* _Task_
Find the line that contains "pin: referee black". Output it and every line after it to the end of the records, exactly as they appear.

----------

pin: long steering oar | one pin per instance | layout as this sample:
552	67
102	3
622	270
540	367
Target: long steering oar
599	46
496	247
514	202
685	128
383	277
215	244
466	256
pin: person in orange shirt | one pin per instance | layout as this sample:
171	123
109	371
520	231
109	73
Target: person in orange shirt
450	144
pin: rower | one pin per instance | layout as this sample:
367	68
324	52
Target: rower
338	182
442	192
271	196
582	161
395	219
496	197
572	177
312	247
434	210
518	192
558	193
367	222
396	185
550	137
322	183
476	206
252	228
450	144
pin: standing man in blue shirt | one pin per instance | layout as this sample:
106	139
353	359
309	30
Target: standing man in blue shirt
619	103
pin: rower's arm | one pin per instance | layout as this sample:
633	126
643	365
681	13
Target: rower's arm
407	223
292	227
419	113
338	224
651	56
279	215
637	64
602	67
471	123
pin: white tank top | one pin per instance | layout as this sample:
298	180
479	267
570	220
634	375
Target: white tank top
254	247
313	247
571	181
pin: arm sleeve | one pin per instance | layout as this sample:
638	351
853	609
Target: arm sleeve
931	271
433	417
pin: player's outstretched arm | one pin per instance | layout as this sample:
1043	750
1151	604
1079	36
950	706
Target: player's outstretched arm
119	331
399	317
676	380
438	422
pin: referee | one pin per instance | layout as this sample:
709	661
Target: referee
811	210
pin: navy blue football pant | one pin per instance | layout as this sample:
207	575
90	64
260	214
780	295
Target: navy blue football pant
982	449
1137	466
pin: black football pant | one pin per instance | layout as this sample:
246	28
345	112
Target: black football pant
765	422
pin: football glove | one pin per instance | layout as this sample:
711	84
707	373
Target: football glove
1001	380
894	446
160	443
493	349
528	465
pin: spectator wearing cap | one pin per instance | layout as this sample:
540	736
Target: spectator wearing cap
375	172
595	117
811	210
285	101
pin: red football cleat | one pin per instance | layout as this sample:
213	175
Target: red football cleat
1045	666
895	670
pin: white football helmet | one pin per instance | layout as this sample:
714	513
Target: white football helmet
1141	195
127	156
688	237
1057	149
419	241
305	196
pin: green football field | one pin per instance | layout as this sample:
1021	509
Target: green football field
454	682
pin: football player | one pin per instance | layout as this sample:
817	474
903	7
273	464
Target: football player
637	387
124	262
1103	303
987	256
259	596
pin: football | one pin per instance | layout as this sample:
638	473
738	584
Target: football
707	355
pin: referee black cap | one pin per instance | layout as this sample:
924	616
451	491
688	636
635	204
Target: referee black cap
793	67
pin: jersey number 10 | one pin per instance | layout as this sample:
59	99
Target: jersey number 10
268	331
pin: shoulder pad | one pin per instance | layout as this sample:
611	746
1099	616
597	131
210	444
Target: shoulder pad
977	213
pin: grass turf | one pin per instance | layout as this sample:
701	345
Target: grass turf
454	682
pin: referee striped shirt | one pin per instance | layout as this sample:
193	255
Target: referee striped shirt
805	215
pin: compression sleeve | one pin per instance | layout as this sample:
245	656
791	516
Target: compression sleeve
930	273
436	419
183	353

----------

* _Solved problem_
pin: referee black cap | one pin per instance | layout as this sample:
924	616
451	491
688	636
635	204
Target: referee black cap
793	67
pin: jersey number 10 | one pin per instance | layout as this sample:
59	99
Target: jersey number 10
268	331
pin: shoulder pad | one pin per instance | layout as this sample:
611	746
1099	616
597	131
210	444
Target: shoulder pad
977	213
pin: grass turf | one pin per instance | layout as this sample:
701	345
Target: grass turf
454	682
pin: referee striped shirt | one pin per instance | layout as this sample:
193	255
Target: referee striped shirt
805	215
pin: compression sleeve | one pin per instance | layout as this sample:
245	656
791	516
Target: compression sleeve
930	273
436	419
183	353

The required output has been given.